◆ What you have to do
Return, without any change, the lines of the records from the line with "starry sky in the live frame." to the line with "0, 55, 600, 317", both of them included.

──────── Material for the task

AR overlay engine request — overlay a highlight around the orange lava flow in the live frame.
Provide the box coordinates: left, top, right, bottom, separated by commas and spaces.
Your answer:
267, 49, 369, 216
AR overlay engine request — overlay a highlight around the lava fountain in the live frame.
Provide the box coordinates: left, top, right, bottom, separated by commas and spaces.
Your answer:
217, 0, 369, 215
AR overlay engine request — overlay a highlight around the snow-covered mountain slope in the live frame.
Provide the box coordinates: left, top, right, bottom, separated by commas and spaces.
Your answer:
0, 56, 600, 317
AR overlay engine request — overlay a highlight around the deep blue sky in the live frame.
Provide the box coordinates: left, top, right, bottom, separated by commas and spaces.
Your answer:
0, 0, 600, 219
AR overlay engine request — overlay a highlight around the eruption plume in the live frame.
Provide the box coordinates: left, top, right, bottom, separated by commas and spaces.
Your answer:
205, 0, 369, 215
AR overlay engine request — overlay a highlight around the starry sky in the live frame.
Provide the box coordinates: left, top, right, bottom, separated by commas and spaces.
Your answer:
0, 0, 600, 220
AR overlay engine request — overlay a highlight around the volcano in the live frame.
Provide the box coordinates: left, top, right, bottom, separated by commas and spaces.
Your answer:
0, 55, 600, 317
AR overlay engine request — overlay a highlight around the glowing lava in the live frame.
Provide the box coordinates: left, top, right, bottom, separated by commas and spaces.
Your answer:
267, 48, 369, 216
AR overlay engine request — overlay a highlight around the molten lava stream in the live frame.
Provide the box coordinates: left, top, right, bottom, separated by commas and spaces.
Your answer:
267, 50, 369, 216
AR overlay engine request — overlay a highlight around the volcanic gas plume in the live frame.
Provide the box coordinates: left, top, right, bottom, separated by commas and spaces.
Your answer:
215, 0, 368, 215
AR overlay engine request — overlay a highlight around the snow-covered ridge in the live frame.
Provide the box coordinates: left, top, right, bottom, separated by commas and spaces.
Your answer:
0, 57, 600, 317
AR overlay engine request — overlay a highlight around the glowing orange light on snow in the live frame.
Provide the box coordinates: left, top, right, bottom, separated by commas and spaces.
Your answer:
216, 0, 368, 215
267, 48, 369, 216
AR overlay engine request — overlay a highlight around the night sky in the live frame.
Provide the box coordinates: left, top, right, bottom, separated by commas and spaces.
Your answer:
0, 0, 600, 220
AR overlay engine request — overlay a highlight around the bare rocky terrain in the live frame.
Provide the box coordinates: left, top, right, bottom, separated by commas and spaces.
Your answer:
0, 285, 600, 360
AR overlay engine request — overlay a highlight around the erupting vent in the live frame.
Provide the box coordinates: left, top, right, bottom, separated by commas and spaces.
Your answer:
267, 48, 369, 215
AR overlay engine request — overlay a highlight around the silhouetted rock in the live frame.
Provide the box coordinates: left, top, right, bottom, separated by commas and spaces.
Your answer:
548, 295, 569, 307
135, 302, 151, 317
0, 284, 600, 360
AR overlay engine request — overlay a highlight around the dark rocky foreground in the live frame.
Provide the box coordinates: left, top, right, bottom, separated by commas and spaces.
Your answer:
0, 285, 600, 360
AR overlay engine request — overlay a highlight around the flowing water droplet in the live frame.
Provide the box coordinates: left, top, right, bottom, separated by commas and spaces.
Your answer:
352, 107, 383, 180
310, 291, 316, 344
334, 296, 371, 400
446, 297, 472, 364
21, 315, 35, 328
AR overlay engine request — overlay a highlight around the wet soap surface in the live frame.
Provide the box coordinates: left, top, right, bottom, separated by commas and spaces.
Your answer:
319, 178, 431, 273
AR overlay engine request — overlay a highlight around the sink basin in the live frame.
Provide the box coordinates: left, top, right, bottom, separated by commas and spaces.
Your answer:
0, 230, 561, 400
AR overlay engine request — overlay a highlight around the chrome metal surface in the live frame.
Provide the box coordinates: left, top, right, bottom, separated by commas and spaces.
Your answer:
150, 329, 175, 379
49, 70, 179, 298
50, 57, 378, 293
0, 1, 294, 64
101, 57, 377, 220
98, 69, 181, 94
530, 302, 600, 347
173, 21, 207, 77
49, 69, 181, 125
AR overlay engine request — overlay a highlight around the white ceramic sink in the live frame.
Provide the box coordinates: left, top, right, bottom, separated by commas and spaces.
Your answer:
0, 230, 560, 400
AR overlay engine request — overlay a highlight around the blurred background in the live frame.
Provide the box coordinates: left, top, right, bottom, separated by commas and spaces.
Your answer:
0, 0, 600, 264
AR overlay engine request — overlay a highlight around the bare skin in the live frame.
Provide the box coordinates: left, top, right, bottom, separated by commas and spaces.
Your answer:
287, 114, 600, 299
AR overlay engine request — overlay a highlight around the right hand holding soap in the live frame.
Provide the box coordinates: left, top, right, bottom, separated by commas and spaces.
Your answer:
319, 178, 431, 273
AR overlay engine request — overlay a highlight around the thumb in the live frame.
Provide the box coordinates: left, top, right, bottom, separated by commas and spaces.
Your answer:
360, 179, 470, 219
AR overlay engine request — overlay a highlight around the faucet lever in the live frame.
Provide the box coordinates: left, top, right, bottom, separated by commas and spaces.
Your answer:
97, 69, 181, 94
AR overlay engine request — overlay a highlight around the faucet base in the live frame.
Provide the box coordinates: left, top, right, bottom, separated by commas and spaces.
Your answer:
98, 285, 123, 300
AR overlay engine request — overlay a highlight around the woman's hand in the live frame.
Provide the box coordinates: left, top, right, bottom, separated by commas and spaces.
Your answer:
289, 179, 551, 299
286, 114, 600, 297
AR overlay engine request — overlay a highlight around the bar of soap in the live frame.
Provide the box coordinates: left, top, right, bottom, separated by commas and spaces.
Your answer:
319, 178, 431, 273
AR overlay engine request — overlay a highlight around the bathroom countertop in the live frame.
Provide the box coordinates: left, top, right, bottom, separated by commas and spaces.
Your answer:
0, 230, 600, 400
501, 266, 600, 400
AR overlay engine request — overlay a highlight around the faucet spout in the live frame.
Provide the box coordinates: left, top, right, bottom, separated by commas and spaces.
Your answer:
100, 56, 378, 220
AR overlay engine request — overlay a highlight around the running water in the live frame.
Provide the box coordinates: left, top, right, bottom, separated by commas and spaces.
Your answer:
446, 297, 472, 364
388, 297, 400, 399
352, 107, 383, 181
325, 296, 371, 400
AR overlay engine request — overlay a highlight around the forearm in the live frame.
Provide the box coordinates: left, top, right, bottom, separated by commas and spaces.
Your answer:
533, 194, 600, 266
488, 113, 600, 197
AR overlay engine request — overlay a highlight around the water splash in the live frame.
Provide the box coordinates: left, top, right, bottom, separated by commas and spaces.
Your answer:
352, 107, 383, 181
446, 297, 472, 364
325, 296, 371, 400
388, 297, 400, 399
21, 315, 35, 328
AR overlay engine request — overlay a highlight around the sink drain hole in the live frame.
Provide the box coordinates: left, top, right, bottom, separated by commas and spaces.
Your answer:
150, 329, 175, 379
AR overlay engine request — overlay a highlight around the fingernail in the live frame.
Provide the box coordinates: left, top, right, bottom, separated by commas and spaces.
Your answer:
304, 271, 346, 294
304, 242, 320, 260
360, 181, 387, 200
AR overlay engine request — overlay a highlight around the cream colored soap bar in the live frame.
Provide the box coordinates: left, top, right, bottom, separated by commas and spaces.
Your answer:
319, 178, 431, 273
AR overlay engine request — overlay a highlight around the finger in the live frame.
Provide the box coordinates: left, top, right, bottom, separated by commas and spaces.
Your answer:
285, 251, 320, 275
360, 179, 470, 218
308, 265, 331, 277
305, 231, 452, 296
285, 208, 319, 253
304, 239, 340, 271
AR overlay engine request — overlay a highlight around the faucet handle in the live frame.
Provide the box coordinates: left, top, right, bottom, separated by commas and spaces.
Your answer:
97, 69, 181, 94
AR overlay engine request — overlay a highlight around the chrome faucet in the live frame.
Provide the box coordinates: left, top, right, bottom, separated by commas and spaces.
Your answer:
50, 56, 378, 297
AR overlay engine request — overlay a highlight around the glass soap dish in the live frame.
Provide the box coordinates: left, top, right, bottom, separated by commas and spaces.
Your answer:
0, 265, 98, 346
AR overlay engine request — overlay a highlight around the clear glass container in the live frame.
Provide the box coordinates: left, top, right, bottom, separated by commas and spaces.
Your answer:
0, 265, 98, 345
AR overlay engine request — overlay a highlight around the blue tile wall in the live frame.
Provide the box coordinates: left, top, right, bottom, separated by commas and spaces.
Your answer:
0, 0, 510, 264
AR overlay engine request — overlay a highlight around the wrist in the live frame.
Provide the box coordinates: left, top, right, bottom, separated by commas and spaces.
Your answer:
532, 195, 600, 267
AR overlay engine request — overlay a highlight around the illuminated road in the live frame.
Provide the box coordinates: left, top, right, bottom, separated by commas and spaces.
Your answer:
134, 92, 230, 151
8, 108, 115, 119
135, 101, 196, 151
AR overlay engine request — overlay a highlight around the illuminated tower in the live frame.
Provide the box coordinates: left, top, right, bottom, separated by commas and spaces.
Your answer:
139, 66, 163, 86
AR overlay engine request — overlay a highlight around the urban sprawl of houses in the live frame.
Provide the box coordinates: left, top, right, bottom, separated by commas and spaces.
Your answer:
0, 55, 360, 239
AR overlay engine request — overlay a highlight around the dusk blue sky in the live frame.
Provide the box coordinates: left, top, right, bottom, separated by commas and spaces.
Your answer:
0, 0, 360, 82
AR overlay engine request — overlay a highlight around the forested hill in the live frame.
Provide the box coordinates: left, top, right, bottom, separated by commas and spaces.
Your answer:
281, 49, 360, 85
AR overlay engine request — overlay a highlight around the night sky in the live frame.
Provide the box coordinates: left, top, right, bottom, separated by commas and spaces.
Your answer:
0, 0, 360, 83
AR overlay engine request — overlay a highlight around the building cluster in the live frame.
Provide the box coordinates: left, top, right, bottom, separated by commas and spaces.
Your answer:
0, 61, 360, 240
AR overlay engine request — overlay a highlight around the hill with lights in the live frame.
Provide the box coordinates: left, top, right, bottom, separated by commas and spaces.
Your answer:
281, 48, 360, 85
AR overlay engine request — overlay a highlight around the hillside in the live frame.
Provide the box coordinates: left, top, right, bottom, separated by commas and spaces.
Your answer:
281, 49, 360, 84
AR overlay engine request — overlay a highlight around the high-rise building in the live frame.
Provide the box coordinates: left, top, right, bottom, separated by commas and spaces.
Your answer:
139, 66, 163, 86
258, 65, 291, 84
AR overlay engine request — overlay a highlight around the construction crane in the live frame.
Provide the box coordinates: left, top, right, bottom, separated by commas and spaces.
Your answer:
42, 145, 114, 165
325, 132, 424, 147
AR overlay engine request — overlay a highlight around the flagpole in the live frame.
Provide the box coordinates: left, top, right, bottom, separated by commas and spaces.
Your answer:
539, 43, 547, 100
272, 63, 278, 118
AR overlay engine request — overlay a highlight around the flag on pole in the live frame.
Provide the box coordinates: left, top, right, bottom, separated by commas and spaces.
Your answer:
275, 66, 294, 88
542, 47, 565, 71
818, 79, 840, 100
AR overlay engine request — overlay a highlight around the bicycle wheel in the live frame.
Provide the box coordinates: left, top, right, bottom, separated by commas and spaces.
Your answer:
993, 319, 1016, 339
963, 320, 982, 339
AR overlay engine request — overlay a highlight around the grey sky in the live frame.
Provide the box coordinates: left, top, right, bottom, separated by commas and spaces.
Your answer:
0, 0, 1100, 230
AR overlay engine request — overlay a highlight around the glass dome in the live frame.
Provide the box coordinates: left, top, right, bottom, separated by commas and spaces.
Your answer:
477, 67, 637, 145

────────────────

◆ Task answer
AR overlay engine request — overlay a highlight around the starry sky in the live frame.
Provide the box coordinates: left, top, right, bottom, separated by commas and spaces.
Your answer:
0, 0, 600, 220
AR overlay engine request — overlay a highlight around the volcano in the live frame.
Provide the box coordinates: left, top, right, bottom, separated by commas and spaces.
Your answer:
0, 55, 600, 317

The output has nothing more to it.